Wooden architectural heritage is a typical type of the world's architectural heritage and can be regarded as a carrier of historical memory, cultural development, and civilization progress [1,2,3,4,5,6]. Most of the existing ancient wooden buildings are in East Asia (e.g., China, Japan, and Korea). For example, the Horyuji Temple is discovered as the world’s oldest timber building which was built in 607 A.D. in Nara of Japan [7]. The Great Buddha Hall of Todaiji Temple in Nara, Japan, is the world’s largest surviving wooden structure, with a width of 57.01 m, a depth of 50.48 m, and a height of 48.74 m. These traditional timber buildings are embodied with historical, cultural, and scientific values, so the protection of them is of great importance.

Traditional timber buildings are constructed of wood and researchers have observed that they are susceptible to wind damage. In August 2006, under the influence of super typhoon Sangmei, Ziguo Temple, a famous Buddhist temple in China with a history of more than 1000 years, was severely damaged. The gate tower was blown down and almost all the tiles on all the buildings of the temple were removed. More than 20 traditional timber buildings of the Tang and Song dynasties (618 A.D.–1279 A.D.) in the temple were blown down and almost all of them were destroyed (Fig. 1a). Similarly, in 2018, Super Typhoon Jebi made landfall in western Japan, causing varying degrees of damage to traditional timber buildings in the surrounding area, such as Higashi Honganji Temple, Daigoji Temple, and Nishi Honganji Temple (Fig. 1b). Consequently, an increasing number of researchers have begun studying the wind resistance of traditional timber buildings.

Fig. 1
figure 1

Cases of wind damage in traditional timber buildings

As early as 1991, scholars recognized the impact of wind on traditional timber buildings. Delun et al. [8] conducted wind force experiments on tall wooden pagodas in China and established a wind pressure coefficient for wooden pagodas. Currently, the most comprehensive research on the wind resistance of traditional timber buildings focuses on tall wooden pagodas, specifically the Yingxian wooden pagoda. From 2002 to 2005, Tieying et al. [9, 10] analyzed the wind pressure and wind-induced vibration characteristics of the Yingxian wooden pagoda using theoretical calculations and wind tunnel tests and suggested a possible correlation between gust effects and the remnant deformation of the pagoda. In 2010, Lin’an et al. [11] conducted on-site measurements of the wind environment and surface wind pressures on the Yingxian wooden pagoda, finding that wind loads can further aggravate existing damage and structural tilting of the wooden pagoda, posing a significant threat to its safety. In recent years (2020–2023), extensive research has been conducted by Li et al. and Yuhang et al. [12,13,14,15,16] on the wind resistance performance of the Yingxian wooden pagoda. Their research mainly combines field measurements, wind tunnel tests, and computational fluid dynamics (CFD) numerical simulations to study the wind pressure coefficient and wind pressure distribution of the pagoda. In addition to the Yingxian Wooden Pagoda, the wind performance of Five-Story pagodas has also been studied [17, 18]. Apart from tall structures, many representative low-rise traditional timber buildings have been studied. For example, Xun et al. [19] and Chengjun et al. [20] have studied the wind resistance performance of specific low-height traditional timber buildings such as Dingding Gate, Taihe Hall, Tian'anmen Gate Tower, and Jiayuguan Wooden Fortresses. In general, studies on the wind resistance of traditional timber buildings include wind pressure distribution [21, 22], displacement response [23,24,25], and wind-induced damage [26,27,28].

(SUPPLIED RECORDS)
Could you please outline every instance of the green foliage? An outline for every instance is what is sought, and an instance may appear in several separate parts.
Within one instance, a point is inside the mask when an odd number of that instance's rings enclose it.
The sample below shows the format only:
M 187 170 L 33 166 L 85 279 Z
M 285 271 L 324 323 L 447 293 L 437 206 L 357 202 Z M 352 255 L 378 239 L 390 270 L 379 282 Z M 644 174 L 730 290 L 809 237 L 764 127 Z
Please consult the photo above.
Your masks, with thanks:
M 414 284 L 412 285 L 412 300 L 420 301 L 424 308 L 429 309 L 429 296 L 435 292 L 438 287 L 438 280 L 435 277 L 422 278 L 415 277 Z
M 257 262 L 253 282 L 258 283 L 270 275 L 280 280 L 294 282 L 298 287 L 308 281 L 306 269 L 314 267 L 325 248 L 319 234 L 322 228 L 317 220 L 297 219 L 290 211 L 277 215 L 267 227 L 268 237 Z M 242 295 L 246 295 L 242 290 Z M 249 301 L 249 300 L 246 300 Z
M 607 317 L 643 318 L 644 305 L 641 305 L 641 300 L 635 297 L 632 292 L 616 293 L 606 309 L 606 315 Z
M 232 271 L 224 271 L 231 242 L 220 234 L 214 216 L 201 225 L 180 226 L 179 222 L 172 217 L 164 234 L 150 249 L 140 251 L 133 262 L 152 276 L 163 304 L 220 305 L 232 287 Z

(DIRECTIONS) Return the stretch from "Wooden architectural heritage" through "of great importance." in the text on timber buildings, copied word for word. The records are separate from the text on wind damage to traditional timber buildings.

(COMPLETED EXERCISE)
Wooden architectural heritage is a typical type of the world's architectural heritage and can be regarded as a carrier of historical memory, cultural development, and civilization progress [1,2,3,4,5,6]. Most of the existing ancient wooden buildings are in East Asia (e.g., China, Japan, and Korea). For example, the Horyuji Temple is discovered as the world’s oldest timber building which was built in 607 A.D. in Nara of Japan [7]. The Great Buddha Hall of Todaiji Temple in Nara, Japan, is the world’s largest surviving wooden structure, with a width of 57.01 m, a depth of 50.48 m, and a height of 48.74 m. These traditional timber buildings are embodied with historical, cultural, and scientific values, so the protection of them is of great importance.